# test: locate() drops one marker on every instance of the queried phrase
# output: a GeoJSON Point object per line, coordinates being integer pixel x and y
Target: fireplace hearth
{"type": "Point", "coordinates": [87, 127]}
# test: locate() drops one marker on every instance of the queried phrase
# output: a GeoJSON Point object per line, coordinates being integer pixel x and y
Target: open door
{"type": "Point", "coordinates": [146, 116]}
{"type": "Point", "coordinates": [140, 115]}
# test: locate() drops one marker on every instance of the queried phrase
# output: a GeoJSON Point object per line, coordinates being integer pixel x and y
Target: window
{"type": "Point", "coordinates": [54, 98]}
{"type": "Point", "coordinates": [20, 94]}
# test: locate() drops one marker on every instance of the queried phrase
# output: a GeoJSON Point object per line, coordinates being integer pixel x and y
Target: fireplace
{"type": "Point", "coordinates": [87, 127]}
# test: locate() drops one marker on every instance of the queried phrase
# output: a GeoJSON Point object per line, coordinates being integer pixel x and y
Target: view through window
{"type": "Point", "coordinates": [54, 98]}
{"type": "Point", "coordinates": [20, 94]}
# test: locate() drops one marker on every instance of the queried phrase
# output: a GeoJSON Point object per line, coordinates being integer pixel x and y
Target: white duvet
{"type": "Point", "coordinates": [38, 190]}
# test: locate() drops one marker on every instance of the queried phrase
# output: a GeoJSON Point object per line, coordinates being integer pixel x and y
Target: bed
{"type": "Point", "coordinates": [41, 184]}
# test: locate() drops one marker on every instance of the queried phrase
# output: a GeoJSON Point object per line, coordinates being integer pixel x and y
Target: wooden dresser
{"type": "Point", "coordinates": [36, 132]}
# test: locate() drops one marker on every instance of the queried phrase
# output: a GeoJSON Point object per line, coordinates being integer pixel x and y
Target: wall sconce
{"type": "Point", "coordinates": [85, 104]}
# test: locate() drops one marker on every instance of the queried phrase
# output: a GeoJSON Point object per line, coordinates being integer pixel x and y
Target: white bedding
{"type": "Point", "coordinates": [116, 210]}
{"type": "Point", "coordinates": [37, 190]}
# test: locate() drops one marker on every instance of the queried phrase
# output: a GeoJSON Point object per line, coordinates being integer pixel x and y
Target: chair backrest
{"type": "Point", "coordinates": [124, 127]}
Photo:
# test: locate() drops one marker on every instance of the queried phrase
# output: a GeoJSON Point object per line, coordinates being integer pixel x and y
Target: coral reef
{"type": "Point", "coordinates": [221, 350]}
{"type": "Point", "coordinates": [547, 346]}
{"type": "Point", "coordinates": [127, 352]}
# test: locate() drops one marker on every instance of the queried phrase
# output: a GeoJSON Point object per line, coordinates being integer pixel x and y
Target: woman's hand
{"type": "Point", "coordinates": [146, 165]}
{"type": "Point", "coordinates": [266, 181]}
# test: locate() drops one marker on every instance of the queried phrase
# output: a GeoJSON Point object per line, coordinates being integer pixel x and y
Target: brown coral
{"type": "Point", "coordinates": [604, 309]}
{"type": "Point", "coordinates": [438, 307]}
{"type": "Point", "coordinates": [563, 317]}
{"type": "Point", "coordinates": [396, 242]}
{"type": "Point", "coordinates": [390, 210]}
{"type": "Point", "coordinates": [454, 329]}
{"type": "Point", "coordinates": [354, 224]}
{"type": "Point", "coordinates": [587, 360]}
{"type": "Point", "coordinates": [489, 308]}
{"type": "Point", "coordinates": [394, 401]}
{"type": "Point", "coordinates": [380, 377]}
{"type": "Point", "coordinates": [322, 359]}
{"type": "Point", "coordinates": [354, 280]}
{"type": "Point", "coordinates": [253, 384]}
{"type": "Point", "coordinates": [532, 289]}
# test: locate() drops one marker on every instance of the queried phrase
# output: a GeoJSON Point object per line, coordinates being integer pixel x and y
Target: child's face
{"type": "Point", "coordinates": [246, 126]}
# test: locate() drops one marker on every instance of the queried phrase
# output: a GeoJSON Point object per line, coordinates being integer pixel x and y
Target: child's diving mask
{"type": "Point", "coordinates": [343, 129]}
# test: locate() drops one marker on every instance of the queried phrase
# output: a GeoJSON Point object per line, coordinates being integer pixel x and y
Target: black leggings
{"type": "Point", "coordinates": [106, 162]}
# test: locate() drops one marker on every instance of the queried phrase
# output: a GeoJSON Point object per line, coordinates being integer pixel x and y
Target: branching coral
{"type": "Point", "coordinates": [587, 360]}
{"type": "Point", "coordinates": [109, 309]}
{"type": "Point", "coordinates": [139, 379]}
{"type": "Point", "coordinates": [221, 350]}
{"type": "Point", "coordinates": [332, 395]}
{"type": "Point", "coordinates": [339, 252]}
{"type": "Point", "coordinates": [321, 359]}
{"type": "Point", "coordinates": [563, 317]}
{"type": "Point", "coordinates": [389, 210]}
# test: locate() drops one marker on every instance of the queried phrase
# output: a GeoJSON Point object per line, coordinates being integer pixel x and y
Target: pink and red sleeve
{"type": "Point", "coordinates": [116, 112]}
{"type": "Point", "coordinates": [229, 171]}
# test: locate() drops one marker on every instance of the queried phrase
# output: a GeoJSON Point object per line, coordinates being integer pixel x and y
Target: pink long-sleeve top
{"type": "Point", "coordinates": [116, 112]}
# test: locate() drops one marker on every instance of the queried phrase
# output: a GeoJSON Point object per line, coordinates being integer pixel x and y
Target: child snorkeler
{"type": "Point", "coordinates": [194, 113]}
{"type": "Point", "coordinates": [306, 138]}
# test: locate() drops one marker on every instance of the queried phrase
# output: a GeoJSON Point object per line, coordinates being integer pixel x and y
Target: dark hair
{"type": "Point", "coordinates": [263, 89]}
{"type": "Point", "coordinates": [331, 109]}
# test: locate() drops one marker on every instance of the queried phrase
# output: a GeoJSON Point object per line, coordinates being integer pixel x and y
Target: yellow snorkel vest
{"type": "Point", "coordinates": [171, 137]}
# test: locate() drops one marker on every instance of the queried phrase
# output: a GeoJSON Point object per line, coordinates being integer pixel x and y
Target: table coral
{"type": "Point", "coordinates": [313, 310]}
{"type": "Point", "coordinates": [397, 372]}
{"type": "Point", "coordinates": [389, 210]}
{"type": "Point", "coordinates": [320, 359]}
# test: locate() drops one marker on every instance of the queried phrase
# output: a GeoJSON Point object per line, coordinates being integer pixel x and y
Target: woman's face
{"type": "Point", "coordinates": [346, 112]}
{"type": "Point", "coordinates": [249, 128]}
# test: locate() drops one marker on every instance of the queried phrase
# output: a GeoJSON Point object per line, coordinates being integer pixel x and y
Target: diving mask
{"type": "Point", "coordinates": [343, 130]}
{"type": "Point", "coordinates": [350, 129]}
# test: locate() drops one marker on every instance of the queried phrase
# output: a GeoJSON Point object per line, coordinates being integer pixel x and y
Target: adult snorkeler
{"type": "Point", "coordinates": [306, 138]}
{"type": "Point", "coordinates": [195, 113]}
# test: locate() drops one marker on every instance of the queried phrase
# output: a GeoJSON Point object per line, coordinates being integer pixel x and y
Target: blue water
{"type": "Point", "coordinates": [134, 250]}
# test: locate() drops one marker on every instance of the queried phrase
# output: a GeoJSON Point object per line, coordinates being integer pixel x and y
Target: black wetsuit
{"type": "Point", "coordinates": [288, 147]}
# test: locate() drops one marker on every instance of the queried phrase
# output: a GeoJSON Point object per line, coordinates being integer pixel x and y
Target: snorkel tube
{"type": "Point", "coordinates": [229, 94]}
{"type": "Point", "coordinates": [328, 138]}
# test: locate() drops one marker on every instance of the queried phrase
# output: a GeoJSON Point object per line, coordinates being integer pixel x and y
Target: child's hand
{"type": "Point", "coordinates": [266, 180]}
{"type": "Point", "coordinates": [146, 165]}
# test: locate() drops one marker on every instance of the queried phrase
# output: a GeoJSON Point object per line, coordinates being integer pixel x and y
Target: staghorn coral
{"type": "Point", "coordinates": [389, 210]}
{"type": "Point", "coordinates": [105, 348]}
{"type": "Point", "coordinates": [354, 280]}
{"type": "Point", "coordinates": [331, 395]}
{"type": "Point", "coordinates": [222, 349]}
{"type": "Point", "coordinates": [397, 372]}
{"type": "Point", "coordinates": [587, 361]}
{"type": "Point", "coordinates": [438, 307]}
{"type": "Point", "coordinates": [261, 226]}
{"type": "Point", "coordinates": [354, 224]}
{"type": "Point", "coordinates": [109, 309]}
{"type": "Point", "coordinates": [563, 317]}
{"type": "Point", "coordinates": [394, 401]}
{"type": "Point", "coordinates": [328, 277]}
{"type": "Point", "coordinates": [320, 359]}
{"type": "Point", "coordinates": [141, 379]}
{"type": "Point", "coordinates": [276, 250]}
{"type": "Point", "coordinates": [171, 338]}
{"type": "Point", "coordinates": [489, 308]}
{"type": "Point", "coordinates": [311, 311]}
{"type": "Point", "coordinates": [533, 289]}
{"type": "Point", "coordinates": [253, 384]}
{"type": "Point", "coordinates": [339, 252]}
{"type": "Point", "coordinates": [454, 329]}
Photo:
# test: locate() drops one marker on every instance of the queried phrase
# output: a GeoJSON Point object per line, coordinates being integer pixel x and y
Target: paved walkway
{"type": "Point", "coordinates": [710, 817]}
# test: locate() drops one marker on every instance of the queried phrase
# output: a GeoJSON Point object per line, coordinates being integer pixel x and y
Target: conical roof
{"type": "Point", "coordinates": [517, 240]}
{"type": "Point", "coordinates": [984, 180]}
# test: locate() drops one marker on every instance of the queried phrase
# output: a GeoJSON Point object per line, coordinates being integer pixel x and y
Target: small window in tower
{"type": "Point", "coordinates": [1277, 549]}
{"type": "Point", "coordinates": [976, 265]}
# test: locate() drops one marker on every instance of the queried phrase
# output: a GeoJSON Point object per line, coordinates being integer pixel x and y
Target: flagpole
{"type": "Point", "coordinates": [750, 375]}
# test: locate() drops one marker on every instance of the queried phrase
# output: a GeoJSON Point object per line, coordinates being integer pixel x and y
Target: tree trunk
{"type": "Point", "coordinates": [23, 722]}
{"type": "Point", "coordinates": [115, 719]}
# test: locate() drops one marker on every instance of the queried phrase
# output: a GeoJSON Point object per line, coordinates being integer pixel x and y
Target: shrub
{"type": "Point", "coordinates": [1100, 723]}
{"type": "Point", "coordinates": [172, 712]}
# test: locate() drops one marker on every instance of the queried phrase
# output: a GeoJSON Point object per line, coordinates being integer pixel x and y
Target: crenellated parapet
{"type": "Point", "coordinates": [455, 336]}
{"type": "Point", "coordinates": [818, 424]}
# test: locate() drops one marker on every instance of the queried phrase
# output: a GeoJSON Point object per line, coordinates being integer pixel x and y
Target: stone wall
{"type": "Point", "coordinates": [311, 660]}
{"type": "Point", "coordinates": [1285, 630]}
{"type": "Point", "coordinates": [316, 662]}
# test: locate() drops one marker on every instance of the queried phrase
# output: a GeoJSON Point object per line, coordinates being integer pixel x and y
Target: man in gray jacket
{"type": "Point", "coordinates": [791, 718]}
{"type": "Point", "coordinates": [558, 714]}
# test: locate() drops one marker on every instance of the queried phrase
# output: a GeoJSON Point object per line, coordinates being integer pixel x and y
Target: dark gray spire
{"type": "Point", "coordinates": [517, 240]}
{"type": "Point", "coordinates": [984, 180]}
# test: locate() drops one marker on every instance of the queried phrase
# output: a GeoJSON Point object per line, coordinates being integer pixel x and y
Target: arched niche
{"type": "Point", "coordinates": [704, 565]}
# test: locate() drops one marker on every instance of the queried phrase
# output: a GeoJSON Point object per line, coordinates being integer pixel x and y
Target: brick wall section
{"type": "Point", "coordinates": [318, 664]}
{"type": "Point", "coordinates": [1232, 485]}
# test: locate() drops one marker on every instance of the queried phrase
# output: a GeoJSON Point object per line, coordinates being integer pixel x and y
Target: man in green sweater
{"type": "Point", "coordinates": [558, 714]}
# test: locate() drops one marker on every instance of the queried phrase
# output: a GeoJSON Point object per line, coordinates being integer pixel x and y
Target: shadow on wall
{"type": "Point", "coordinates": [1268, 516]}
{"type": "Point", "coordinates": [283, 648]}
※
◆ **TASK STATEMENT**:
Report every line in the rows above that contains the word "snorkeler".

◆ **EXERCISE RESULT**:
Target: child snorkeler
Target: adult snorkeler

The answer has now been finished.